═══ Texte source ═══

Figino ou de la finalité de la peinture, Gregorio Comanini, édition présentée et traduite par Marie-France Courriol, Hermann, 306 p., 25 euro

Cette édition du Figino de Gregorio Comanini (vers 1550 à Mantoue-1608), aussi invraisemblable que cela puisse paraître est la première qui paraît en français dans sa totalité. Il s'agit donc là un véritable événement. Il faut espérer qu'il va donner l'idée aux maisons d'édition de réimprimer ou carrément de traduire d'autres traités sur l'art de ce Cinquecento que nous connaissons vraiment si mal. La France a entrepris il y a quelques années une nouvelle estimation de son XVIIe siècle en peinture avec une importante série d'expositions. Il faut dire que nous n'avons que des visions fragmentaires des périodes dites maniéristes et baroques (ce qui, de surcroît peut prêter à bien des malentendus). Mais si nous avions la possibilité de consulter les ouvrages fondamentaux de ces deux siècles (le XVIIIe siècle est désormais mieux loti), peut-être serions-nous en mesure de mieux comprendre leurs soubassements théoriques et esthétiques. Le traité de Comanini, - auteur de textes religieux, mais aussi de poèmes spirituels, ami intime du Tasse -, est publié à Mantoue par l'éditeur Francesco Osanna.

═══

**Objectif 1**:
Indiquez si chacune des affirmations suivantes concorde avec le texte source, en répondant par oui ou par non et en citant mot pour mot le passage qui tranche :
(a) Cette édition est la première traduction intégrale en français du Figino.
(b) Le traité de Comanini a été publié à Venise.
(c) Le XVIIIe siècle est aujourd'hui moins bien servi que les périodes maniériste et baroque.
**Objectif 2**:
Répondez brièvement aux questions suivantes à partir du texte source :
(a) Qui a présenté et traduit cette édition ?
(b) Combien de pages compte-t-elle ?
(c) De qui Comanini était-il l'ami intime ?
Les enregistrements qui suivent forment un matériau indépendant du texte source.

═══ Données fournies ═══

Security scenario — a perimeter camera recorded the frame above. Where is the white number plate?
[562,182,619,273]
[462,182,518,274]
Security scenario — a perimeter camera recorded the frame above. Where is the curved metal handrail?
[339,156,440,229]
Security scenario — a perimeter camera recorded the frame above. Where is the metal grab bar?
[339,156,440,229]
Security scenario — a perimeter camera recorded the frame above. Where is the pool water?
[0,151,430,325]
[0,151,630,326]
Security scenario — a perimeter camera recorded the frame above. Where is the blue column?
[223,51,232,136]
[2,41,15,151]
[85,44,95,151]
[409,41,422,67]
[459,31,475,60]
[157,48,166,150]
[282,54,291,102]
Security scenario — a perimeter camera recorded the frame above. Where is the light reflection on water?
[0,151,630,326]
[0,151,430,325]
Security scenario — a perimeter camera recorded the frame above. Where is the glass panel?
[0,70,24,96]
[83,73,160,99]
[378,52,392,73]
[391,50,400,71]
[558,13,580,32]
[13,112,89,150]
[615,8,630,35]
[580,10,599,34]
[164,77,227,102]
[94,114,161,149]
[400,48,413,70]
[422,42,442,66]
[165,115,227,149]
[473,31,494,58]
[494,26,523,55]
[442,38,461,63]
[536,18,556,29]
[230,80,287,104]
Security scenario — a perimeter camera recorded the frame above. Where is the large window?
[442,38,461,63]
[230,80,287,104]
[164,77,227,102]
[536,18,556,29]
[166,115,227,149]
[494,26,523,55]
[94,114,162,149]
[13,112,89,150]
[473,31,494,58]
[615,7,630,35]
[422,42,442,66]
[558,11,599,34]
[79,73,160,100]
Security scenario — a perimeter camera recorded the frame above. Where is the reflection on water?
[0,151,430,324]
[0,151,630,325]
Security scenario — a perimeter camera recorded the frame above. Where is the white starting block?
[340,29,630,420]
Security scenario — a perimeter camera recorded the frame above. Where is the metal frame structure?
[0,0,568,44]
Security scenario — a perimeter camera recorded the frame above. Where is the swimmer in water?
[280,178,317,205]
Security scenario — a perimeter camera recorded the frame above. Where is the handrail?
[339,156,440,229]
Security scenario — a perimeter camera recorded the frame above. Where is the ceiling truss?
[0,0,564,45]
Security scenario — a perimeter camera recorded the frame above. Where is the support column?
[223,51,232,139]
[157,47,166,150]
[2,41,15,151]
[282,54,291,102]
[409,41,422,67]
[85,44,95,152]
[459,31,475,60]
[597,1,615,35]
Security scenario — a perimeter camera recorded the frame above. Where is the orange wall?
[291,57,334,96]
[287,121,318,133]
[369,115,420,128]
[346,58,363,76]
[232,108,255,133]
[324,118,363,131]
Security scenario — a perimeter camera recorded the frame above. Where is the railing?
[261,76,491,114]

═══

**Réponse détaillée 1**:
(a) Oui : « est la première qui paraît en français dans sa totalité »
(b) Non : « est publié à Mantoue par l'éditeur Francesco Osanna »
(c) Non : « le XVIIIe siècle est désormais mieux loti »

**Réponse détaillée 2**:
(a) Marie-France Courriol
(b) 306 pages
(c) Du Tasse